→ TEXT SECTION
-- START --

At the Women Deliver 2019 Conference, the largest in the world for gender equality, delegates will come together to unlock power at three levels: individual, structural, and collective. They will plan for action around how to pull these levers to drive gender parity, especially with regard to women’s economic empowerment.
And not a day too soon. Just last December, the World Economic Forum reported that while the global gender gap is slowly narrowing, the economic participation and opportunity gap stands at 58 percent. Put simply, it will take around 202 years for women to reach economic equality.
The costs of inequality are all of ours to bear. The World Bank estimates that nations leave as much as $160 trillion on the table when women don’t fully participate in national economies.
And we also know the opposite to be true. Research shows that women reinvest more of their income in their families, including in their children’s health and education, than men do—creating a ripple effect that benefits present and future generations.
All this raises an urgent question for decision-makers: If equal economic opportunity is a clear economic and social win for all, why wait 202 years to reap its benefits?
Fortunately, we do not have to wait, provided we take action. The economic gender gap is deep rooted and long standing, which means we have had some years to cook up and test out solutions. The results?
We have learned that if we leverage the power of individuals, structures, and movements to push for girls’ and women’s equal economic participation, we get ourselves a step closer to a gender equal world—along with its dividends.
At the individual level, women around the world are resilient economic agents, overcoming gender-based roadblocks to economic security for themselves and their families every day. Policies and investments that increase their agency over career and finances could go a long way to boost women’s economic empowerment.
And what does a woman with individual agency over career and finances look like? First, she must have access to sexual and reproductive health and rights, including modern contraception and safe abortion—because when a girl or woman can decide whether and when to have children, the chance that she will finish school, get and keep a job, and participate in the economy is much greater.
She also has access to free quality education, including at the secondary and tertiary level. And she has a legal right to resources, including but not limited to the right to access, control, own, and inherit land and capital.
At the structural level, we have also seen tangible progress when governments and corporations move beyond lofty statements on gender equality and reflect their commitments in their budgets and policies.
In 2017, Canada launched its Feminist International Assistance Policy, which targets gender equality in the global fight against poverty. Gender budgeting of this sort—or the practice of earmarking money towards policies that are explicitly mindful of their impact on girls and women – is gaining momentum globally.
Today, gender assessments inform policy decisions and funding allocations in countries like Finland, Ethiopia, and Ecuador.
Corporations have also taken steps to leverage their structural power to lift women up. Global giants like Procter & Gamble, for example, have implementedpay equality across all levels, from junior-level employees to top executives.

-- END --

→ EXERCISE SET
A: Answer these questions using the passage on women's economic empowerment:
(i) At what figure does the World Economic Forum put the economic participation and opportunity gap?
(ii) In what year did Canada launch its Feminist International Assistance Policy?
(iii) Which three countries are named as using gender assessments to inform policy decisions and funding allocations?
B: Proceed with the passage on women's economic empowerment, picking up right after its final sentence.
The data that follow have no connection to the text.

→ STORED DATA
-- START --

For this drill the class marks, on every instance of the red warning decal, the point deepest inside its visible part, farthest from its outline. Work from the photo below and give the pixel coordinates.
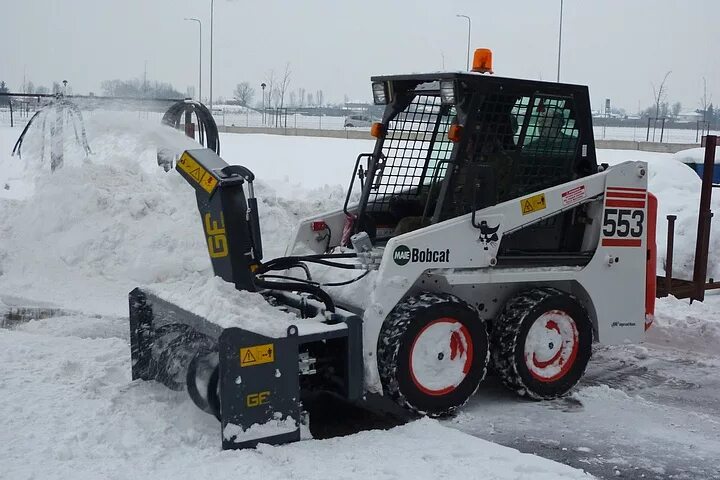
(573, 195)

-- END --

→ ANSWERS FOR THE EXERCISE
A:
(i) 58 percent
(ii) 2017
(iii) Finland, Ethiopia, and Ecuador

B:
Unilever and Nike are showing their strength as in changing the gender narrative through their Unstereotyping and Dream Crazier campaigns. Merck offers flexible work locations, job sharing, compressed workweeks, and back-up childcare.
Finally, in an era when women-led and women-focused movements are shaking up the status quo, we have seen the ‘power of the many’ rise to demand work environments and conditions where women can thrive. Movements such as MeToo, #BalancetonPorc, Ni Una Menos, and many others have exposed the magnitude of sexual harassment, misogyny, and gender-based violence in workplaces globally.
Through critical debates, these movements have sparked energy and action to end harassment in the workplace, pay women their fair share, and push for family-friendly policies that allow half the workforce equal rights and opportunity as both workers and earners.
Meanwhile, projects like Girls Who Code, W2E2, and Samasource—and initiatives like International Day of Women and Girls in Science—have surfaced globally to secure a place for women in the future of work. This call to action to nurture female talent in Science, Technology, Education and Math (STEM) is vital, since the fields expecting the most growth are known for low female representation.
For example, girls and women make up only 22% of the AI workforce, lag behind men in digital fluency, and are less likely to study science, technology, engineering, and math. This comes with serious consequences for women’s ability to enter, remain, and advance in the workforce of today and tomorrow.
Every day, women all over the world show that they can build informal and formal businesses out of limited capital and resources. The benefits of investing in their access and control over economic opportunity are immense.
The reforms to help women get there are very much on the table—our job is now to create the momentum to scale them up.
This year’s Women Deliver conference will ask participants to reflect on how they can and will use their power for good. The world will be watching. How will you use yours?
*The original article appeared in Finance and Development published by the International Monetary Fund (IMF)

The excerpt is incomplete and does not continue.